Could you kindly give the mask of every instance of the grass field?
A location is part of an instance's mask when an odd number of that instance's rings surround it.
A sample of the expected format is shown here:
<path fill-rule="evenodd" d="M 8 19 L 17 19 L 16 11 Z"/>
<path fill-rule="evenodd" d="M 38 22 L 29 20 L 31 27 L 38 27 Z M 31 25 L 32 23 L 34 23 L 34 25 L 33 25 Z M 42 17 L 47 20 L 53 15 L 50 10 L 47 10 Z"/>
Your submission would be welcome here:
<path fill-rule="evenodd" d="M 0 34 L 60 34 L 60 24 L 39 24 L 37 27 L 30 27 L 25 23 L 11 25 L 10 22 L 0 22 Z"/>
◇ ◇ ◇
--- Task ---
Reproduce every line of the records above, changing no character.

--- Task output ---
Could you kindly give the mask of every instance of the grass field?
A location is part of an instance's mask when an odd number of that instance's rings surround it.
A sample of the expected format is shown here:
<path fill-rule="evenodd" d="M 8 19 L 17 19 L 16 11 Z"/>
<path fill-rule="evenodd" d="M 38 22 L 29 20 L 31 27 L 38 27 Z M 31 25 L 32 23 L 34 23 L 34 25 L 33 25 Z M 42 17 L 47 20 L 53 15 L 50 10 L 47 10 Z"/>
Your submission would be welcome here:
<path fill-rule="evenodd" d="M 0 34 L 60 34 L 60 24 L 39 24 L 37 27 L 30 27 L 25 23 L 11 25 L 10 22 L 0 22 Z"/>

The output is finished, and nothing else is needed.